● **Exercise objective**: Reproduce the following records verbatim, line for line, omitting the pictures from your output.

● **Records shown**:
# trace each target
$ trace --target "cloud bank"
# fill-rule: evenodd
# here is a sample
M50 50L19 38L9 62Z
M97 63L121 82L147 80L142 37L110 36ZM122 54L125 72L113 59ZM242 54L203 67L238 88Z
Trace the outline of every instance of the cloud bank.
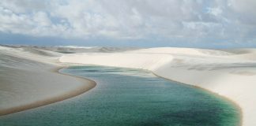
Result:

● **Reply to the exercise**:
# trace each target
$ trace --target "cloud bank"
# fill-rule: evenodd
# here is a sample
M50 50L19 38L9 62Z
M97 63L121 82L147 80L142 37L110 36ZM122 54L125 72L113 59ZM242 54L203 67L238 88Z
Trace the outline of every instance of the cloud bank.
Result:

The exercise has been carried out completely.